## DOCUMENT SECTION
It doesn't matter if you boil it, steam it, or bake it.  Heck, I hear it's even yummy made in a microwave.  

Bread pudding is comfort food for me.  I usually make it as a boiled pudding and adapt the recipe to use up whatever needs using up in the pantry.  

Vital ingredients
- some sort of bread - lots of it, preferably stale and/or rock-hard (if it breaks the knife trying to cut it, it's too hard)
- milk or milk substitute.  If it's starting to go sour, add a couple of extra Tablespoons of sweetener
- eggs (even egg substitutes work well.  My best luck was ground flax and banana, but experiment as this changes the flavour and maybe add some baking powder if you aren't using real eggs)
- something sweet (sugar, honey, jam, marmalade)
- something to break it up (raisins, nuts, marmalade...)
- grease or butter

What I used today is loosely based on my old recipe for bread pudding

4 cups of good white bread, cut into cubes or torn into 1/2 inch bits (I actually don't measure this, just a guess)

## RECORDS PROVIDED

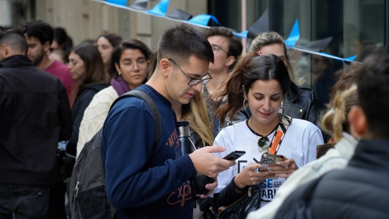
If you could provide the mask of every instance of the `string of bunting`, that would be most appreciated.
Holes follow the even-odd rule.
[[[128,0],[91,0],[177,22],[183,22],[204,28],[211,28],[208,26],[211,20],[212,20],[216,25],[220,26],[217,18],[212,15],[200,14],[194,17],[192,15],[179,9],[176,9],[167,15],[169,0],[161,0],[149,10],[147,10],[148,3],[150,1],[148,0],[137,0],[132,3],[130,3],[131,1]],[[236,32],[233,32],[233,33],[237,37],[253,38],[256,36],[261,33],[268,32],[270,31],[268,18],[268,11],[266,9],[258,20],[253,24],[248,30],[240,33]],[[347,64],[349,64],[351,62],[361,64],[361,62],[354,61],[356,58],[356,55],[341,58],[321,52],[332,40],[332,37],[314,40],[305,44],[300,43],[296,45],[296,43],[299,41],[300,38],[299,20],[296,19],[289,36],[284,40],[285,44],[287,46],[304,53],[337,60]]]

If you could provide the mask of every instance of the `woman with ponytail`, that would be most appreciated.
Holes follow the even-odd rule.
[[[358,104],[356,86],[354,84],[355,72],[353,69],[339,78],[332,89],[330,107],[332,108],[321,120],[322,128],[332,134],[337,142],[334,148],[295,172],[283,184],[271,202],[249,214],[248,219],[273,218],[286,197],[300,185],[331,170],[346,167],[356,146],[356,138],[347,119],[351,108]]]
[[[248,107],[252,115],[222,129],[215,139],[213,145],[226,147],[218,155],[221,157],[234,150],[246,154],[237,159],[235,166],[219,174],[219,185],[214,193],[220,193],[215,194],[214,203],[218,208],[228,206],[243,197],[249,186],[263,182],[262,207],[273,200],[285,179],[316,159],[316,146],[323,143],[321,133],[309,122],[279,113],[291,81],[278,56],[248,53],[225,83],[226,88],[215,97],[227,100],[217,111],[220,121],[225,121],[226,116],[232,119],[244,107]],[[285,118],[291,123],[285,122]],[[283,132],[284,134],[280,135]],[[265,153],[283,155],[283,160],[262,169],[259,162]]]

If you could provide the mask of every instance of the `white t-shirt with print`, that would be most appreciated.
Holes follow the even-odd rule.
[[[275,132],[275,129],[268,135],[270,141]],[[214,153],[214,155],[223,158],[234,150],[243,150],[246,153],[235,161],[234,166],[219,174],[219,185],[215,188],[214,193],[220,192],[248,163],[259,163],[266,150],[258,151],[259,137],[248,128],[247,121],[227,127],[217,135],[213,145],[225,146],[226,149],[224,152]],[[321,132],[316,126],[305,120],[293,119],[277,154],[288,158],[293,158],[297,166],[301,167],[316,159],[316,147],[323,144]],[[264,182],[261,189],[261,206],[273,200],[278,188],[284,181],[285,179],[279,178]]]

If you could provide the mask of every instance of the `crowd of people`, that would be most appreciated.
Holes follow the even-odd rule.
[[[261,33],[248,49],[242,54],[227,28],[202,33],[186,24],[166,30],[154,52],[114,34],[73,46],[64,28],[41,20],[2,31],[0,219],[76,218],[72,168],[101,129],[105,189],[118,218],[214,219],[253,186],[258,205],[237,215],[389,218],[389,50],[331,84],[323,67],[313,91],[301,86],[279,34]],[[318,99],[323,86],[332,91]],[[161,115],[155,147],[144,100],[127,97],[110,110],[133,90],[147,93]],[[181,121],[193,139],[188,154]],[[318,158],[318,146],[328,143],[335,146]],[[223,159],[236,151],[246,153]],[[272,156],[281,160],[261,159]],[[192,194],[199,174],[212,178],[208,194]]]

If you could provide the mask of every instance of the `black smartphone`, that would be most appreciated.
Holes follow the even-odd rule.
[[[230,154],[223,158],[223,159],[228,160],[229,161],[232,161],[232,160],[236,160],[238,158],[243,156],[243,155],[246,153],[246,151],[243,151],[242,150],[234,150],[230,153]]]
[[[283,156],[278,154],[263,154],[261,158],[260,164],[262,164],[262,167],[260,169],[260,171],[263,171],[269,166],[277,165],[277,163],[283,161]]]

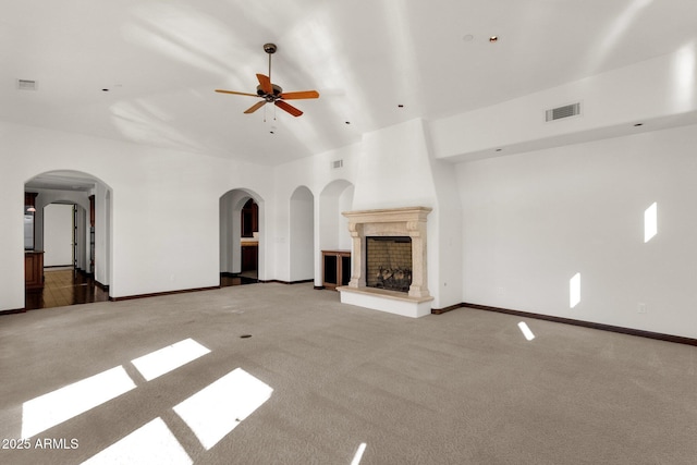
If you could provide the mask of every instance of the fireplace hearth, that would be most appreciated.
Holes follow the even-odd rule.
[[[430,314],[426,217],[428,207],[345,211],[352,236],[352,276],[341,302],[421,317]],[[375,255],[375,257],[372,256]]]
[[[366,285],[409,292],[412,285],[412,238],[366,237]]]

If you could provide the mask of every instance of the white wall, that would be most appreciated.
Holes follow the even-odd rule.
[[[271,196],[262,167],[0,123],[0,309],[24,307],[24,183],[74,170],[111,187],[110,296],[219,284],[219,198],[246,186]],[[105,197],[106,198],[106,197]],[[106,200],[105,200],[106,201]],[[109,209],[102,209],[109,215]],[[99,223],[99,222],[98,222]],[[110,276],[109,276],[110,274]]]
[[[44,266],[73,265],[73,206],[44,207]]]
[[[290,281],[315,277],[315,198],[307,187],[295,189],[290,200]]]
[[[686,126],[458,164],[463,301],[697,338],[695,147]]]
[[[582,115],[546,122],[580,102]],[[697,122],[697,47],[433,121],[436,158],[461,161],[636,133],[634,123]],[[650,125],[643,130],[652,131]],[[502,148],[501,152],[494,150]]]

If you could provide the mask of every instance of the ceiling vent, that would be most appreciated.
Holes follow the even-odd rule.
[[[17,79],[17,88],[20,90],[36,90],[36,87],[37,87],[36,81]]]
[[[546,112],[546,121],[557,121],[580,114],[580,102],[552,108]]]

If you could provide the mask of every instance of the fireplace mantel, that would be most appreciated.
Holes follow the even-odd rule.
[[[433,297],[428,292],[426,266],[426,221],[430,212],[428,207],[405,207],[342,213],[348,219],[353,242],[351,281],[347,286],[338,287],[342,302],[412,317],[430,313]],[[406,295],[366,286],[366,236],[412,238],[412,284]],[[396,311],[395,306],[399,308]]]

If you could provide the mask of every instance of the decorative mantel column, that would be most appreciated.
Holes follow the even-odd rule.
[[[353,270],[348,287],[366,286],[366,236],[409,236],[412,238],[412,285],[408,297],[430,297],[426,264],[426,217],[428,207],[344,211],[353,240]]]

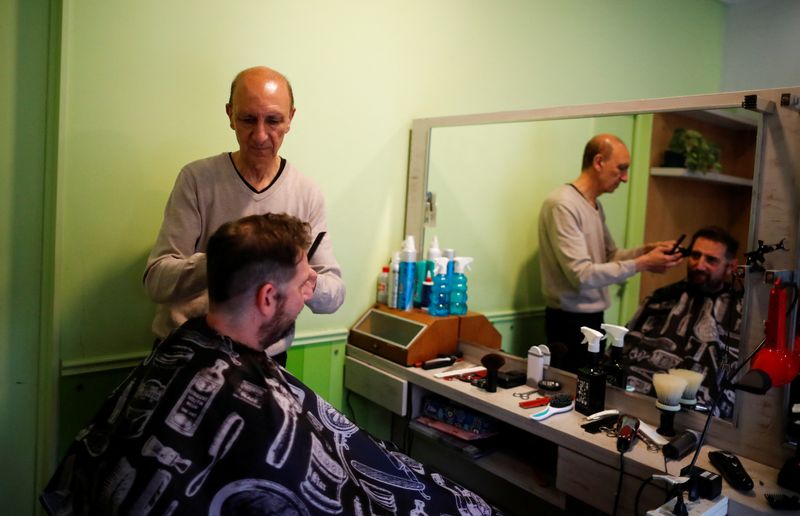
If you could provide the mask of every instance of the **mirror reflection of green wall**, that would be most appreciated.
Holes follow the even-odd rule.
[[[428,191],[436,194],[437,217],[436,226],[425,230],[421,250],[427,253],[437,236],[443,249],[475,258],[467,272],[470,310],[491,317],[543,309],[537,229],[542,201],[578,176],[589,138],[611,132],[631,142],[633,120],[615,116],[432,130]],[[620,247],[626,245],[628,197],[623,185],[600,199]],[[614,287],[608,321],[619,322],[618,297]]]

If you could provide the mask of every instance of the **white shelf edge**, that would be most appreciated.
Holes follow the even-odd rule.
[[[691,181],[705,181],[707,183],[721,183],[751,188],[753,186],[752,179],[720,174],[719,172],[695,172],[685,168],[653,167],[650,169],[650,175],[659,177],[679,177]]]

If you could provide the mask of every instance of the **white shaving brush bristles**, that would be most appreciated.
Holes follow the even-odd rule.
[[[686,389],[681,396],[681,405],[697,405],[697,390],[703,383],[703,373],[691,369],[670,369],[669,374],[686,380]]]
[[[677,412],[681,409],[681,396],[686,390],[686,380],[677,375],[656,373],[653,375],[653,387],[656,388],[656,407],[661,410]]]

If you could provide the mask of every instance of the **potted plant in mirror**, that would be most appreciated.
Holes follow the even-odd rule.
[[[700,131],[677,128],[672,133],[667,150],[664,151],[664,166],[687,168],[696,172],[719,172],[719,147],[708,142]]]

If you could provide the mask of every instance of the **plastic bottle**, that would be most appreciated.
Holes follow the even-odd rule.
[[[397,291],[400,286],[400,251],[395,251],[389,262],[389,299],[387,306],[397,308]]]
[[[434,260],[435,274],[428,313],[437,317],[450,315],[450,285],[447,283],[447,262],[449,261],[447,258]]]
[[[611,351],[603,362],[603,371],[606,373],[606,382],[609,385],[625,388],[625,364],[623,362],[623,345],[628,328],[615,324],[601,324],[605,330],[604,338],[611,341]]]
[[[375,301],[381,305],[389,302],[389,267],[384,265],[378,274],[378,284],[376,285]]]
[[[414,236],[408,235],[400,252],[400,271],[397,288],[397,308],[410,312],[414,308],[414,283],[417,269],[417,249]]]
[[[423,300],[425,299],[422,295],[422,290],[425,287],[425,271],[427,266],[426,260],[418,260],[414,271],[416,275],[414,276],[414,308],[422,308],[424,304]]]
[[[589,416],[605,409],[606,374],[600,367],[600,339],[603,334],[587,326],[581,326],[583,342],[589,345],[588,360],[578,369],[575,384],[575,410]]]
[[[456,265],[456,250],[447,248],[444,250],[444,256],[449,261],[447,262],[447,283],[453,284],[453,268]]]
[[[467,313],[467,276],[464,274],[472,263],[472,258],[458,256],[454,260],[453,279],[450,283],[450,313],[464,315]]]

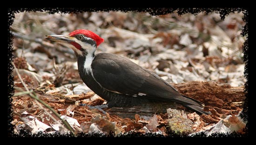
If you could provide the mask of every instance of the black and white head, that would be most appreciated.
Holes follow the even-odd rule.
[[[47,35],[46,38],[57,41],[71,48],[77,56],[94,54],[96,48],[104,39],[88,30],[76,30],[67,35]]]

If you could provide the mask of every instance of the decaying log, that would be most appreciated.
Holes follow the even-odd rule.
[[[232,87],[228,84],[199,81],[172,85],[182,94],[196,99],[205,105],[230,109],[236,108],[234,103],[245,99],[243,86]]]
[[[243,103],[241,102],[245,99],[243,86],[232,87],[228,84],[218,85],[214,82],[199,81],[172,85],[181,94],[196,99],[210,107],[227,110],[242,108]],[[173,109],[183,108],[175,103],[157,103],[141,104],[133,107],[113,107],[106,111],[110,114],[117,115],[123,118],[134,118],[135,114],[141,116],[152,116],[155,113],[165,113],[166,109],[169,108]]]

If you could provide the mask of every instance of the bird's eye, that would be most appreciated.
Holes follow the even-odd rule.
[[[81,40],[82,39],[83,39],[83,36],[78,36],[78,40]]]

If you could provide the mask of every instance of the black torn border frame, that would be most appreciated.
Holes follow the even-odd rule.
[[[26,131],[22,131],[20,132],[19,134],[14,133],[13,132],[13,125],[11,124],[11,122],[13,121],[13,110],[12,108],[12,96],[14,94],[14,83],[13,83],[13,76],[12,74],[12,72],[13,70],[13,66],[11,64],[11,62],[13,59],[13,55],[12,54],[13,51],[13,34],[10,32],[10,26],[13,22],[13,20],[15,19],[14,13],[17,13],[24,12],[25,11],[27,12],[46,12],[49,14],[53,14],[54,13],[81,13],[83,12],[108,12],[109,11],[121,11],[122,12],[127,13],[129,12],[144,12],[148,13],[152,15],[164,15],[169,13],[172,13],[174,12],[177,13],[179,15],[182,15],[186,13],[190,13],[193,14],[196,14],[201,12],[206,13],[207,14],[211,13],[212,12],[216,12],[220,14],[222,20],[224,20],[225,17],[229,15],[231,13],[234,13],[235,12],[241,12],[244,14],[243,17],[243,20],[245,22],[245,25],[243,27],[241,35],[242,36],[247,36],[247,39],[245,42],[243,44],[243,53],[244,54],[244,62],[245,64],[244,75],[244,77],[246,79],[246,82],[244,84],[244,92],[246,93],[246,99],[244,100],[244,104],[243,105],[243,111],[241,114],[242,118],[247,122],[244,132],[246,132],[244,134],[240,134],[234,132],[228,134],[223,133],[215,133],[211,137],[249,137],[249,55],[248,53],[249,51],[249,44],[248,44],[248,30],[249,30],[249,9],[244,8],[8,8],[7,10],[7,22],[8,22],[8,28],[7,28],[7,36],[8,36],[8,49],[7,49],[7,136],[8,137],[70,137],[72,136],[70,134],[61,134],[60,133],[56,133],[54,134],[44,134],[41,132],[39,132],[36,134],[31,134],[31,133],[26,132]],[[250,89],[251,90],[251,89]],[[170,134],[167,137],[185,137],[186,136],[183,135],[178,135],[175,133],[170,132]],[[102,134],[85,134],[81,133],[78,135],[78,137],[114,137],[115,135],[113,134],[110,134],[109,135],[105,135]],[[205,137],[204,134],[198,134],[195,137]],[[153,133],[146,133],[141,134],[140,132],[128,132],[125,135],[121,135],[121,137],[163,137],[161,135],[156,135]]]

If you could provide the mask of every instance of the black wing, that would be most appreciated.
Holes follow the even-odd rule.
[[[99,53],[92,69],[95,79],[108,91],[149,100],[203,106],[199,101],[181,95],[157,75],[121,56]]]

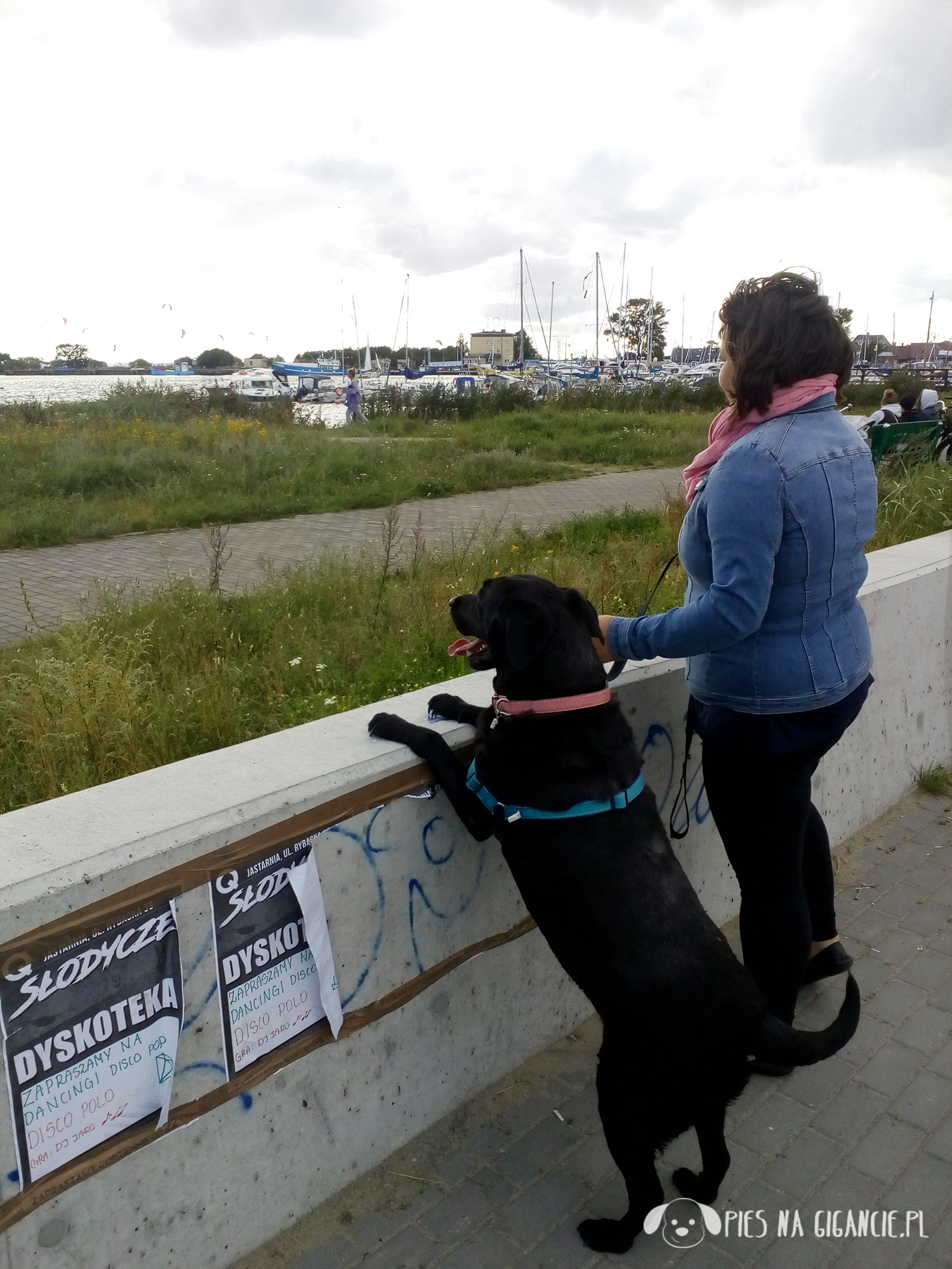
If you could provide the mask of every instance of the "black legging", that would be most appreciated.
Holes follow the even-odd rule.
[[[836,937],[830,839],[810,801],[810,777],[831,747],[751,755],[703,742],[707,801],[740,883],[744,963],[786,1023],[810,944]]]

## JOBS
[a] In the bread pudding text, which egg substitute gave the writer the best results?
[b] Resume the bread pudding text after its final sentence.
You won't need the lines for anything here.

## TASK-BY-TASK OUTPUTS
[a] Ground flax and banana.

[b]
2 cups whole milk
3 really nice eggs
1 tsp butter plus more to grease the basin
about a handful of currents, raisins, or other dried or candied fruit
1/4 tsp cinnamon and ginger
1/4 cup sugar
1 tsp vanilla extract
1 Tbs jam

1. Scald the milk (bring it to just below a boil) and stir in the stale bread chunks.  Let cool for at least an hour.
2. Add everything else except the jam
3. butter the pudding  basin and put the jam in the bottom
4. pour the pudding into the basin (in my case it made two) and tie a bit of parchment or wax paper on top
5. pressure cook on high for 30 min and fast release - or boil or steam for 1-2 hours on the stovetop.
6. when cool enough to handle, turn upside down on a plate to remove from the pudding basin
7. enjoy

What does your recipe look like?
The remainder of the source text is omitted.